[Saved entries]

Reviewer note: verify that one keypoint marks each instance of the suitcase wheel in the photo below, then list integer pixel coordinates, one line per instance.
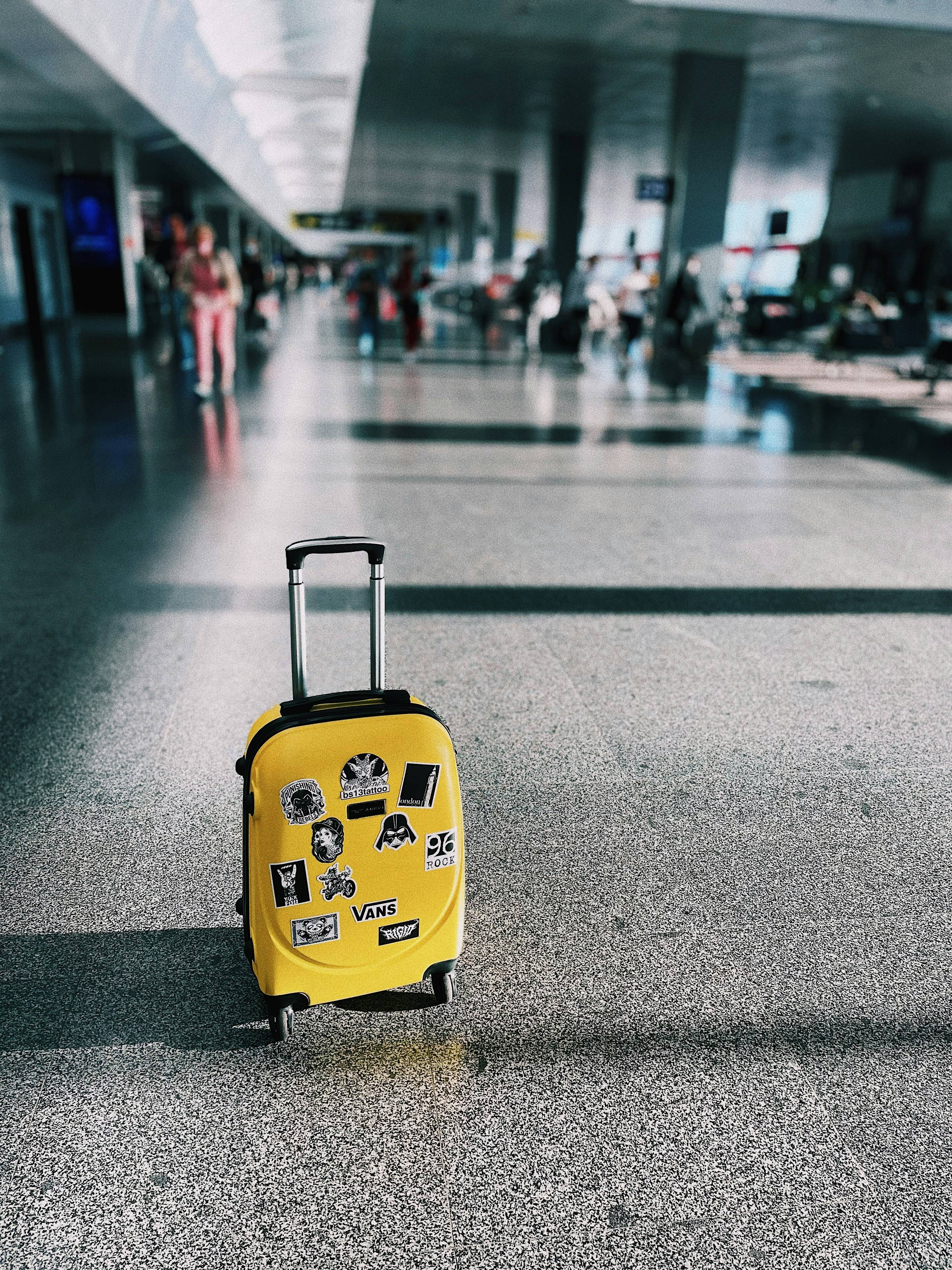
(282, 1023)
(444, 987)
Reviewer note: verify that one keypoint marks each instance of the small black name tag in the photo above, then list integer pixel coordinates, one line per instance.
(357, 811)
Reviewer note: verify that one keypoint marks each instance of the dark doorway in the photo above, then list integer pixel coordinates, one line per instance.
(28, 270)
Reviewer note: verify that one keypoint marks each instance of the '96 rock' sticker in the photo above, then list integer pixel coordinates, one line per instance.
(303, 802)
(441, 850)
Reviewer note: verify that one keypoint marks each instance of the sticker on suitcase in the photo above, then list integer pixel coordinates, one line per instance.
(338, 883)
(328, 840)
(315, 930)
(375, 910)
(395, 832)
(399, 931)
(365, 775)
(441, 850)
(303, 802)
(419, 785)
(290, 884)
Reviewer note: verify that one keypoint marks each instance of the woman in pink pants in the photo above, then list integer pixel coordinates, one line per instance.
(214, 288)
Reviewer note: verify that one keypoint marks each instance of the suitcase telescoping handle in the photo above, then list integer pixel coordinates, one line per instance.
(295, 557)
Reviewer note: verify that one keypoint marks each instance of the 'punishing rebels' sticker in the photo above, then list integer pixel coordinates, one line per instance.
(419, 785)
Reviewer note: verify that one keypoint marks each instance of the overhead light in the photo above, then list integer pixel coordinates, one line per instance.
(298, 88)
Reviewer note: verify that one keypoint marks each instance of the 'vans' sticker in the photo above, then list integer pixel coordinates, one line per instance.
(303, 802)
(327, 840)
(441, 850)
(290, 884)
(399, 931)
(359, 811)
(419, 785)
(375, 911)
(338, 883)
(395, 832)
(315, 930)
(365, 775)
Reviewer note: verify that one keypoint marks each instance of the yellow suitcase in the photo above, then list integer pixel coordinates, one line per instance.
(353, 832)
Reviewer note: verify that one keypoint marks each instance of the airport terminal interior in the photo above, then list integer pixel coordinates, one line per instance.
(627, 329)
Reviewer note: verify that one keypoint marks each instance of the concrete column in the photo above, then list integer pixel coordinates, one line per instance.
(124, 181)
(568, 190)
(706, 112)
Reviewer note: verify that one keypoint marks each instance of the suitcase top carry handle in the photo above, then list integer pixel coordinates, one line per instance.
(295, 556)
(299, 552)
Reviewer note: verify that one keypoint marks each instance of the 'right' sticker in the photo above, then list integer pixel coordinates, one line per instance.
(441, 850)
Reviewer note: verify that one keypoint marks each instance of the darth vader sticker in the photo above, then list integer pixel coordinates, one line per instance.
(395, 832)
(303, 802)
(290, 884)
(365, 775)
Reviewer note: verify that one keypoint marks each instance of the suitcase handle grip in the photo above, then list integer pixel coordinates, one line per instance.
(295, 556)
(299, 552)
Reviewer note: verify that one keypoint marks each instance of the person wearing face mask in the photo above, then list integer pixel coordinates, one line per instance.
(211, 281)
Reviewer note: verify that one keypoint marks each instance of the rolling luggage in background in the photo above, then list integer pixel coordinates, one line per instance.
(353, 832)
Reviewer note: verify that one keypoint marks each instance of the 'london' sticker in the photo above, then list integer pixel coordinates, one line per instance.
(303, 802)
(398, 933)
(365, 775)
(315, 930)
(290, 884)
(375, 910)
(328, 840)
(395, 832)
(338, 883)
(441, 850)
(419, 785)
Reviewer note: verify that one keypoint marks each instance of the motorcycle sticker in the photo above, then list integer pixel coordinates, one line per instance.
(359, 811)
(303, 802)
(419, 785)
(441, 850)
(315, 930)
(395, 832)
(365, 775)
(290, 884)
(374, 911)
(327, 840)
(398, 933)
(338, 883)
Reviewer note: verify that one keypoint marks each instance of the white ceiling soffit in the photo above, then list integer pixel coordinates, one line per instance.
(928, 14)
(296, 69)
(264, 91)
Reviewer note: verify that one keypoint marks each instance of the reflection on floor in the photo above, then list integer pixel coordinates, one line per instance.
(694, 655)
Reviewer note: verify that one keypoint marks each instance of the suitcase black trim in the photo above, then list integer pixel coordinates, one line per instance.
(388, 703)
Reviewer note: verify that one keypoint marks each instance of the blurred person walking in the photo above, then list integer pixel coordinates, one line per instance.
(632, 306)
(211, 283)
(367, 288)
(408, 286)
(169, 255)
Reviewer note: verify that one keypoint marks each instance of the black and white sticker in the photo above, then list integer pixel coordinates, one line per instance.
(303, 802)
(338, 883)
(399, 931)
(360, 811)
(365, 775)
(375, 910)
(395, 832)
(419, 785)
(327, 840)
(441, 850)
(290, 884)
(315, 930)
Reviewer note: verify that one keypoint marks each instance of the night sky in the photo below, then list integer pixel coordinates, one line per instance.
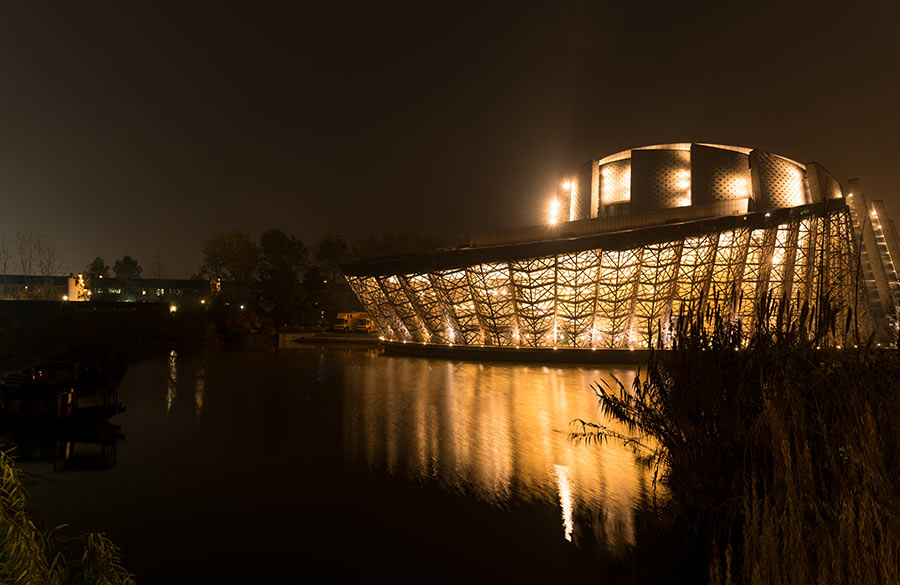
(129, 127)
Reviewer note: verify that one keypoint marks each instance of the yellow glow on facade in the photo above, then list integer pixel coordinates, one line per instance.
(553, 216)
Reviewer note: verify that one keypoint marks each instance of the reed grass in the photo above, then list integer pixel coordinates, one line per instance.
(777, 448)
(31, 554)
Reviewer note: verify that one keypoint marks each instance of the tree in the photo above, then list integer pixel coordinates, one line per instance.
(6, 253)
(232, 256)
(6, 257)
(158, 268)
(25, 245)
(94, 272)
(282, 261)
(127, 269)
(47, 255)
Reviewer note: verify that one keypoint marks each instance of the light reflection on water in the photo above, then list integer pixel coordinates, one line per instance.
(498, 432)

### Work request
Return each line of the data, keeping its wording exact and omitting pictures.

### Output of the exercise
Reviewer note: verify that one keypoint marks each instance of the suitcase wheel in the photo below, then list integer pixel coordinates, one line per instance.
(282, 1023)
(444, 987)
Reviewer note: verify that one keypoint marks each instance of the small black name tag in the photo above, then list integer pixel coordinates, one line per instance.
(357, 811)
Reviewer note: verify that one keypoint marks each instance of the dark doorway in the photo above, then list integer pixel coordinates, one line per instance.
(28, 270)
Reviewer note: verify that one keypoint marks each instance of the '96 rock' sticker in the photo above, then list integer pixel coordinates, one line per instance.
(303, 802)
(441, 850)
Reviewer note: verify that one keypoint marks each instance of the sticker on suitcase in the photo above, then list integer pixel coordinates, one line per instance.
(338, 883)
(328, 840)
(315, 930)
(375, 910)
(395, 832)
(399, 931)
(365, 775)
(441, 850)
(303, 802)
(419, 785)
(290, 884)
Reviewer note: verify that one keypoint marks each instance of the woman in pink pants in the photo above, then list integer pixel coordinates, one line per instance.
(214, 288)
Reviewer note: verify that one keypoint marks each instance of the suitcase telescoping handle in the photo above, then list integer pixel coordinates, one line per instance.
(295, 557)
Reviewer note: verify that one keypoint marks each instance of the 'punishing rebels' sticker in the photo above, then list integer pixel coordinates, one line per instance.
(419, 785)
Reviewer note: verify that one keypoint marks each instance of the overhead light in the photo above, then list integer pixel coordinates, one line per instance.
(298, 88)
Reviewer note: verify that one keypoint marks each instance of the 'vans' sticker in the photo above, then list integer pixel coordinates, one line per instance.
(303, 802)
(327, 840)
(441, 850)
(290, 884)
(399, 931)
(359, 811)
(419, 785)
(375, 911)
(338, 883)
(395, 832)
(315, 930)
(365, 775)
Reviewer note: verify that one keypoint marks each instance of the yellow suitcase in the photo above, then list integer pixel coordinates, one line per instance.
(353, 832)
Reviewer note: verify that one keypoint marks each instance of the airport terminal interior in the photo above, then list integer pixel coordinates, one line per instance.
(627, 329)
Reviewer note: verify that one keypoint marks each instance of the concrete column in the photo above, then list integer pixel coordinates, one line per instance.
(124, 181)
(568, 190)
(706, 112)
Reviewer note: verify that one keypoint marks each instance of the suitcase top carry handle in the photo above, then list integer pixel coordinates, one line per instance.
(295, 556)
(299, 552)
Reviewer note: verify that one keypoint marks each instance of the 'right' sticker in the photo above, then list integer pixel coordinates, one line per instance.
(441, 850)
Reviewer note: verify that one keypoint marks each instance of the darth vader sticker in the photo above, then list integer pixel coordinates, one line per instance.
(395, 832)
(303, 802)
(290, 884)
(365, 775)
Reviewer note: verify that one keypoint marks each instance of the suitcase handle grip in the photo above, then list integer pixel coordinates, one line per instance.
(295, 556)
(299, 552)
Reviewer note: verify that one keypoint marks each instance of the person wearing face mask in the photo above, then list integer pixel coordinates, one line per instance.
(211, 281)
Reviewer note: verify that one keypoint marks each instance of the rolling luggage in background in the photo above, then list integer pixel coordinates, one line per instance.
(353, 832)
Reviewer note: verify that one keypoint marks each instance of the 'london' sticker in the photo above, then list integer pixel coordinates, one line per instance.
(303, 802)
(398, 933)
(365, 775)
(315, 930)
(290, 884)
(375, 910)
(328, 840)
(395, 832)
(338, 883)
(441, 850)
(419, 785)
Reviewer note: verify that one keypoint marks each instance of the motorcycle sticker in the photo above, then list integer pixel coordinates, one line per instance.
(359, 811)
(303, 802)
(419, 785)
(441, 850)
(315, 930)
(395, 832)
(365, 775)
(290, 884)
(374, 911)
(327, 840)
(398, 933)
(338, 883)
Reviewer note: verify that one keypoint marks each instance of the white ceiling soffit in the photo above, then list integer pixel coordinates, one line per instance.
(928, 14)
(296, 69)
(264, 91)
Reviewer note: verify that one keypoint marks each instance of the reflection on floor in the photo above, then list integer pixel coordinates, one line per instance.
(694, 655)
Reviewer note: verify that one keypoint marks each instance of the suitcase black trim in the photo above, then list integer pixel coordinates, one line per instance.
(388, 703)
Reviewer note: verify that one keypoint marks each instance of the blurred person walking in the photo above, then list integer pixel coordinates, one line per instance.
(632, 306)
(211, 283)
(367, 288)
(408, 286)
(169, 255)
Reviewer note: verify that one keypoint marks each instance of the black and white sticker in the photo above, then list integer pixel coordinates, one line per instance.
(303, 802)
(338, 883)
(399, 931)
(360, 811)
(365, 775)
(375, 910)
(395, 832)
(419, 785)
(327, 840)
(441, 850)
(290, 884)
(315, 930)
Reviewer note: verify that one keypoint marks each instance of the night sky in the photo below, then list integer pixel coordinates, one line per instance.
(129, 127)
Reviewer note: verify that one keypoint marks each instance of the yellow glow on facade in the photo above, then list integer pixel coordinates, one line per instance.
(553, 216)
Reviewer note: verify that one keypoint marks each instance of the reed grass in the photo above, then list integer pixel coordinates, one line per instance.
(777, 448)
(31, 554)
Reviewer note: verify that one keypoint marks each instance of the tree in the photo above, then list integer pixel coordinates, one line per instance.
(6, 253)
(232, 256)
(6, 257)
(158, 268)
(25, 245)
(94, 272)
(282, 261)
(127, 269)
(47, 255)
Reviewer note: verify that one keypoint marks each instance of the light reflection on water in the photo above, then list integer pixel coordinates, one line per instance.
(498, 432)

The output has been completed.